>> BEGIN GIVEN RECORDS

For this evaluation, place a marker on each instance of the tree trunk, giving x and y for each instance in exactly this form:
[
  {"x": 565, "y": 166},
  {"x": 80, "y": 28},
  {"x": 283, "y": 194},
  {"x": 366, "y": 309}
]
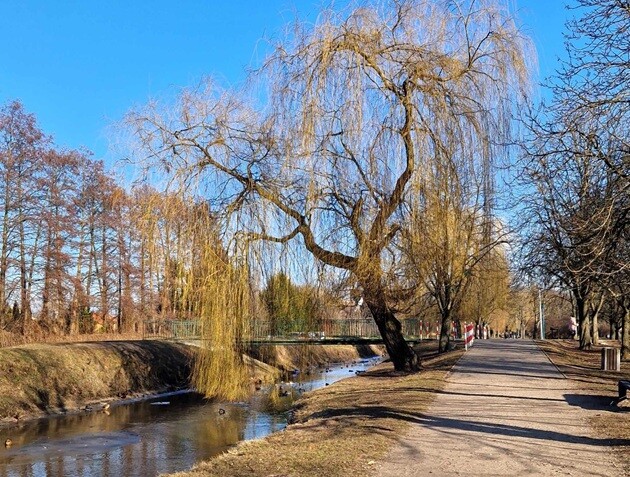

>> END GIVEN RECORDS

Copy the text of the entries above word for word, leaving out the pictures.

RESULT OF THIS TASK ->
For this evaluation, place a marker on each instance of the tree trunk, giving x and y for each instance in exactly this form:
[
  {"x": 565, "y": 166},
  {"x": 80, "y": 28},
  {"x": 283, "y": 194},
  {"x": 366, "y": 309}
]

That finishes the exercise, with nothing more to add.